◆ TASK DESCRIPTION
Emit an exact copy of the lines running from the start of the records to the line containing "Q: Place a marker on the black", both included.

----

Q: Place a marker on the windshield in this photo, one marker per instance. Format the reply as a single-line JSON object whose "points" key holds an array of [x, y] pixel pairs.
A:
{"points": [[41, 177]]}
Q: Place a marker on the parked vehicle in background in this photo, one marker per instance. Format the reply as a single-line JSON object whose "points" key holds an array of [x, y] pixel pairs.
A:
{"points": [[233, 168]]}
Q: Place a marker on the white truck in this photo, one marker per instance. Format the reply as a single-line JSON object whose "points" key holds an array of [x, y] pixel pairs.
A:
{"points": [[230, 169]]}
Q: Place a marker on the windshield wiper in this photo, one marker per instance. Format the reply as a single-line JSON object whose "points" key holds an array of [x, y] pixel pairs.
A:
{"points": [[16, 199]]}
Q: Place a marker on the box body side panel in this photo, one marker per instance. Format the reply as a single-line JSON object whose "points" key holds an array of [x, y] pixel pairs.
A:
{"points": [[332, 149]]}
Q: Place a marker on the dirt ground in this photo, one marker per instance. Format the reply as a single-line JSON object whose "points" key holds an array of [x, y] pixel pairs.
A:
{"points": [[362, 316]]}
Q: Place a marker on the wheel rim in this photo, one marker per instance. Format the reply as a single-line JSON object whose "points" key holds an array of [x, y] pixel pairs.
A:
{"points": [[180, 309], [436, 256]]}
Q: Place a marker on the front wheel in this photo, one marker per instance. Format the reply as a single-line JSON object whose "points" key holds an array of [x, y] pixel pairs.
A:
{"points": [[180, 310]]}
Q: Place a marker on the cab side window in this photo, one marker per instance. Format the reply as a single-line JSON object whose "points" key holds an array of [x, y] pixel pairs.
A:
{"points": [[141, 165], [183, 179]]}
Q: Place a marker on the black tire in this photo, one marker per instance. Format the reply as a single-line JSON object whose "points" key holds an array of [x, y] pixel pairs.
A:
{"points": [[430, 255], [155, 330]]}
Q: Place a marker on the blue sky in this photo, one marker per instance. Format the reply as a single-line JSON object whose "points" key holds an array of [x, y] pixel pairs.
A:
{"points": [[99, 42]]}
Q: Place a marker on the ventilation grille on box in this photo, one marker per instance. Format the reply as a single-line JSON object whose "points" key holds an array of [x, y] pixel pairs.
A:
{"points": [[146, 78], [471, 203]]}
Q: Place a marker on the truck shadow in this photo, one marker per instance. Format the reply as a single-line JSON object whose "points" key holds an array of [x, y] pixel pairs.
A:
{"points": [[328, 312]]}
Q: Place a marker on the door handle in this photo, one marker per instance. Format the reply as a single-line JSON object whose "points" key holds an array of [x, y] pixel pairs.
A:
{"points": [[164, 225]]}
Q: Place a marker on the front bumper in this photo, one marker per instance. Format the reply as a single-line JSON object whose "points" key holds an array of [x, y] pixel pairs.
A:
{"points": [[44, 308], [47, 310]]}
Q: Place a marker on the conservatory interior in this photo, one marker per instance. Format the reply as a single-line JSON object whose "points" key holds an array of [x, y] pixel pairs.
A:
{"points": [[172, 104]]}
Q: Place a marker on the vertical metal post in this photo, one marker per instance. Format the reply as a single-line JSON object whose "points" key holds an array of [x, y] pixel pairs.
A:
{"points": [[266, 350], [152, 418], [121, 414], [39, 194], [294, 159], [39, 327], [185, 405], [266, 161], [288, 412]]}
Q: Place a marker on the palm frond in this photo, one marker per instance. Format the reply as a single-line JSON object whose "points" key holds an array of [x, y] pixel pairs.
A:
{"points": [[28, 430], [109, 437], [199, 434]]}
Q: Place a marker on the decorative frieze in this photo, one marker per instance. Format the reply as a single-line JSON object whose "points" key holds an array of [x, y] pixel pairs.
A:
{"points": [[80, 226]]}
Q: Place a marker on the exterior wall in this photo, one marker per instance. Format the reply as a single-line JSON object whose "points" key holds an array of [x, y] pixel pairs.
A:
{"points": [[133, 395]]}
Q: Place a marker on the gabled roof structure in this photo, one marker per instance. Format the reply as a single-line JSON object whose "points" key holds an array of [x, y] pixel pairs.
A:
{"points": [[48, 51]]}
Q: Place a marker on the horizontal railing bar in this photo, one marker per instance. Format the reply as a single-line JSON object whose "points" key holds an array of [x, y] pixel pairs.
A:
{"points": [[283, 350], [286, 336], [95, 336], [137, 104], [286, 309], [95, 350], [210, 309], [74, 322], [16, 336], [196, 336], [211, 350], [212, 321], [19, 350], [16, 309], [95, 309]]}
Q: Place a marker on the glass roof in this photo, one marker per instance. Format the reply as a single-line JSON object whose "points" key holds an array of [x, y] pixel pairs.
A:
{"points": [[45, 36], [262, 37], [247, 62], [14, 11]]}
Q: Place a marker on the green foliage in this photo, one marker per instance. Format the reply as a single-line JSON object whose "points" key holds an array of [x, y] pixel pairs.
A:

----

◆ EXERCISE RESPONSE
Q: Place a marker on the windshield in this photo, one marker per instance. Format the reply as a single-line JSON object whose "points" key holds an array of [x, y] pixel pairs.
A:
{"points": [[41, 177]]}
Q: Place a marker on the parked vehicle in background in this photo, one marker per instance. Format the reply as a single-line JSON object whose "points" key holds an array of [x, y] pixel pairs.
A:
{"points": [[233, 168]]}
Q: Place a marker on the white truck in this photo, one marker per instance. Format the reply as a single-line JSON object whose "points" key holds an array of [x, y] pixel pairs.
A:
{"points": [[230, 169]]}
Q: Place a marker on the windshield wiper in this photo, one marker per instance. Format the reply as a single-line JSON object whose "points" key holds an array of [x, y] pixel pairs.
A:
{"points": [[16, 199]]}
Q: Place a marker on the box body side panel in this photo, one marker per instance. Format the reply as a single-line JSON object whose "points" key holds an array of [x, y] pixel pairs.
A:
{"points": [[332, 149]]}
Q: Place a marker on the dirt ground in this photo, one marker per instance. Format the reply as a single-line JSON object whose "points" key holds an array of [x, y] pixel pairs.
A:
{"points": [[362, 316]]}
Q: Place a marker on the wheel rim in this photo, one marker per instance. Format the reply as a single-line JSON object whose "points" key holds an array of [x, y] pixel pairs.
A:
{"points": [[180, 309], [436, 256]]}
Q: Place a marker on the front wheel in this photo, one marker per instance. Format the reply as a single-line JSON object whose "points" key holds an array of [x, y] pixel pairs.
A:
{"points": [[180, 310]]}
Q: Place a marker on the cab side window in this photo, one marker per instance. Format the reply as a single-line JSON object whose "points" key holds an array of [x, y] pixel pairs.
A:
{"points": [[141, 165], [183, 179]]}
Q: Place a marker on the black tire in this photo, one marker per instance. Format the reply as a single-line JSON object whose "points" key holds an array of [x, y] pixel pairs.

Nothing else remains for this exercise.